▶ **Exercise brief**: Set down every one of the following entries word for word, with no line altered.

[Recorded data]
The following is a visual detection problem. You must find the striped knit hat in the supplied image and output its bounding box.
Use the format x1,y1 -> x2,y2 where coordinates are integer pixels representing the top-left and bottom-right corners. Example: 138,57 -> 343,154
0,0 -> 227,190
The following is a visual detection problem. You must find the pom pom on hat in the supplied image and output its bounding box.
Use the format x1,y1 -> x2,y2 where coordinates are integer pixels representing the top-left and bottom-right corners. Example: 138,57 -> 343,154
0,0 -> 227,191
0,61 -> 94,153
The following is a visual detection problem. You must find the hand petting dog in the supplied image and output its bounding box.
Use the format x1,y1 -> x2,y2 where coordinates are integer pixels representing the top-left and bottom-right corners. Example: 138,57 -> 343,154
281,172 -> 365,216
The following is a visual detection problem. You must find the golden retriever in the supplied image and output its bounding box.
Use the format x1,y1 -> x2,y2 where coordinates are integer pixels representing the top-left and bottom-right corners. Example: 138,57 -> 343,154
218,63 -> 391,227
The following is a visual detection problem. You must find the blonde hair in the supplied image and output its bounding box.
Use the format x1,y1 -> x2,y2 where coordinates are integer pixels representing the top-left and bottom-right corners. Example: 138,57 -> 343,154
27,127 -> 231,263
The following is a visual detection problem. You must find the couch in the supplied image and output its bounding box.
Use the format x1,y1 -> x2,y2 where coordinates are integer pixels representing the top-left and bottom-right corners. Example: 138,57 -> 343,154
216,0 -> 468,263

▶ **Completed exercise**:
The following is a visual detection problem. You must find the striped knit hat in the supplied image and output its bounding box.
Use the format x1,y1 -> x2,y2 where coordinates are integer pixels representing the top-left and bottom-right corners. Example: 138,57 -> 343,154
0,0 -> 227,190
The following is a visual detection problem. You must find the pom pom on hat in the supplied image and output its bounding box.
Use the format x1,y1 -> x2,y2 where coordinates are integer pixels representing the top-left and bottom-right corners. Example: 138,57 -> 343,154
0,0 -> 227,191
0,61 -> 94,153
The following is a visual detection problem. You must find the hand petting dog in the supplied image and output its bounding box.
Use the format x1,y1 -> x2,y2 where coordinates are integer pixels representing the top-left and bottom-right corners. Example: 138,57 -> 343,154
281,172 -> 365,216
The following is a visual detection problem. You must find the golden retriever in the supplied image and output its bounding box.
Use the format x1,y1 -> x2,y2 where coordinates are integer pixels representing the top-left and bottom-right corners. Example: 138,57 -> 343,154
218,63 -> 391,227
The following is a visual detection problem. You must find the blonde hair in the supplied image and output its bounding box.
Use the format x1,y1 -> x2,y2 where coordinates are integer pixels representing the top-left and bottom-right corners. Example: 138,57 -> 343,154
27,127 -> 231,263
The following is a visual detection problem. You must find the couch in the supplied image and output its bounding box.
Use the format x1,y1 -> x2,y2 where coordinates are integer pixels representing the top-left and bottom-right corners. Example: 138,57 -> 343,154
216,0 -> 468,263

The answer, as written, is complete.